§ **Work required**
Could you repeat the lines below word for word, starting at the first line and ending at the line that contains "247L129 228L108 226L97", with both of those lines included?

§ **Given entries**
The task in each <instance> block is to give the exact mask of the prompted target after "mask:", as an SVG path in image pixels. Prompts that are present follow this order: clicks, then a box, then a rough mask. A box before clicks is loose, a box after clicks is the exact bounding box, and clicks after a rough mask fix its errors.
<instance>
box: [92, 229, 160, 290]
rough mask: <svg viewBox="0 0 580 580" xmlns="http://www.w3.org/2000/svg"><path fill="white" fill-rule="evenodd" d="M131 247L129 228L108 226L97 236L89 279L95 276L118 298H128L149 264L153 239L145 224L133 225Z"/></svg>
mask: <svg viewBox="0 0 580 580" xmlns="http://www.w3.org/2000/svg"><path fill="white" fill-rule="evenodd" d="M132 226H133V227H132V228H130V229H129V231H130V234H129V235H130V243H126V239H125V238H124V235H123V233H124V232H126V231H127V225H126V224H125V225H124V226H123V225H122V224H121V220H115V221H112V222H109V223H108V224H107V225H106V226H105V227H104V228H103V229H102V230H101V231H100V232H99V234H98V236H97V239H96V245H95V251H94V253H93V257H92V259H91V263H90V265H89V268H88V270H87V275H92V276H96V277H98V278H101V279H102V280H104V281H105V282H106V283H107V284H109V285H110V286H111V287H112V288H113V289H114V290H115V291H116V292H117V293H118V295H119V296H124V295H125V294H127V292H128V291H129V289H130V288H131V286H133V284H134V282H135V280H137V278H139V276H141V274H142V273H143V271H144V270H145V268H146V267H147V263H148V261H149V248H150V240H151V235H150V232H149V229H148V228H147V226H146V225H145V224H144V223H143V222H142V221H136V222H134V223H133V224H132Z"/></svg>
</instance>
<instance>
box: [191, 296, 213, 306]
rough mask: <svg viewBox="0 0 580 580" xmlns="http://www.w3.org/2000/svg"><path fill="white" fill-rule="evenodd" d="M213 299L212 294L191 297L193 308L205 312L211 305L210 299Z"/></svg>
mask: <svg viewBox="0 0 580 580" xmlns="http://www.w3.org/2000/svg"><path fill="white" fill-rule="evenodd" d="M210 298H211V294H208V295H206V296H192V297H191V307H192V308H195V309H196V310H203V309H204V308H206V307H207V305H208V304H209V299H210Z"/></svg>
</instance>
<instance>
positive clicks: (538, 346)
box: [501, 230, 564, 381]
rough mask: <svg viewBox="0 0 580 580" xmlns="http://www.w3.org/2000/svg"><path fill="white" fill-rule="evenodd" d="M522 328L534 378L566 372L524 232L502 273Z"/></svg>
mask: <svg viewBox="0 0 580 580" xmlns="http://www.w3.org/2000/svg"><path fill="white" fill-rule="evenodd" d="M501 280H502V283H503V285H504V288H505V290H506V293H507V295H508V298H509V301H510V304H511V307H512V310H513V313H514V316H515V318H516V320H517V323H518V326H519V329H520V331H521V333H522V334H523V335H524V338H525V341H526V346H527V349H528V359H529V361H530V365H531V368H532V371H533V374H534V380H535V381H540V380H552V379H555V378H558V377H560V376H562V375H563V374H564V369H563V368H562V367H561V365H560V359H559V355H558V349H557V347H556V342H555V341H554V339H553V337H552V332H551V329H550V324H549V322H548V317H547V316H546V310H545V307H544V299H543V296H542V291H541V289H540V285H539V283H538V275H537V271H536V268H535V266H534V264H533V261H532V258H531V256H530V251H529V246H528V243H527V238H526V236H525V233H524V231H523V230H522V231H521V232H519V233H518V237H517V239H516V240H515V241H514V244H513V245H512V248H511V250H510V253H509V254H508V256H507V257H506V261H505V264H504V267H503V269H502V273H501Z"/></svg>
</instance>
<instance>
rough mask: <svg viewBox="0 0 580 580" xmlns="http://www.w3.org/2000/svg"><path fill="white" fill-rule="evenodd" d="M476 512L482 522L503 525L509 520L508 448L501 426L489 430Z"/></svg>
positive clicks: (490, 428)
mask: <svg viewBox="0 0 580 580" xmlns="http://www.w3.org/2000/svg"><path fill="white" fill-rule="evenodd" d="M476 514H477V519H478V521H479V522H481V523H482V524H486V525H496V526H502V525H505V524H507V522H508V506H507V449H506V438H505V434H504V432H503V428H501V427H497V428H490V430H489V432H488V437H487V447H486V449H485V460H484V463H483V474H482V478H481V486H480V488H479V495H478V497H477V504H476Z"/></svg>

§ **Result below**
The task in each <instance> block is to give the exact mask of the prompted target after "mask:", as an SVG path in image pixels. Prompts that are present follow this order: clicks, then a box, then a rough mask. A box before clicks is loose, a box after clicks is the exact bounding box, and clicks after a rough mask fix its errors.
<instance>
box: [92, 229, 160, 290]
rough mask: <svg viewBox="0 0 580 580" xmlns="http://www.w3.org/2000/svg"><path fill="white" fill-rule="evenodd" d="M131 247L129 228L108 226L97 236L89 279L95 276L118 298H128L149 264L153 239L145 224L133 225Z"/></svg>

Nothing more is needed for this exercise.